Short exercise 1 —
Answer the following from the passage on the bank boycott:
(a) About how many volunteers stood outside major banks across the Peninsula?
(b) Which institutions had to put on extra staff?
(c) What were the farmers fighting?

Document section —

—————

Likewise,  Bill famously told the huge crowd at the Wudinna Rally he’s be prepared to live in a caravan and door-knock the entire Eyre Peninsula to get support to force banks to negotiate, and called for volunteers for door-knocking, and some other unspecified action.  They called on those who were in a position to do so, to boycott the banks by closing accounts from the major banks within the week to show the banks and governments the crisis needed negotiating.  Many did, and shortly after the CAG executed a lightning single day bank picket with military precision.  Nearly 200 volunteers stood outside major banks across the Peninsula (when there were more branches!) handing out leaflets highlighting hidden bank charges and asking people not to go into the bank that day if they could help it, and if they could, to move their accounts to a Building Society or Credit union. 

Reserved: Caught in a “Pincer Action”So many accounts were moved by people from all walks of life, from school children to pensioners and in between, that extra staff had to be put on by the credit unions receiving the influx of deposits.  The banks were stunned, and knew they had a battle on their hands.   The banks may have had the money, but they’d already lost the moral and media battles and had no credibility.  

Fighting a Pincer Action of Bank & Government Policies

Nevertheless, the farmers were fighting a pincer-action of bank and government policies squeezing them from all sides.

—————

Data provided —
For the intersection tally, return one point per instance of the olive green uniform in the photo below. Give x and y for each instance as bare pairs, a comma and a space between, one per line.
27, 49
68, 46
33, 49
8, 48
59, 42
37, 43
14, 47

—————

Short exercise 2 — Give every line of the listing in Block 1 as a JSON list of strings, one string per line and no strings for blank lines.

Correct response 1 —
(a) Nearly 200.
(b) The credit unions receiving the influx of deposits.
(c) A pincer-action of bank and government policies squeezing them from all sides.

Correct response 2 —
[
  "For the intersection tally, return one point per instance of the olive green uniform in the photo below. Give x and y for each instance as bare pairs, a comma and a space between, one per line.",
  "27, 49",
  "68, 46",
  "33, 49",
  "8, 48",
  "59, 42",
  "37, 43",
  "14, 47"
]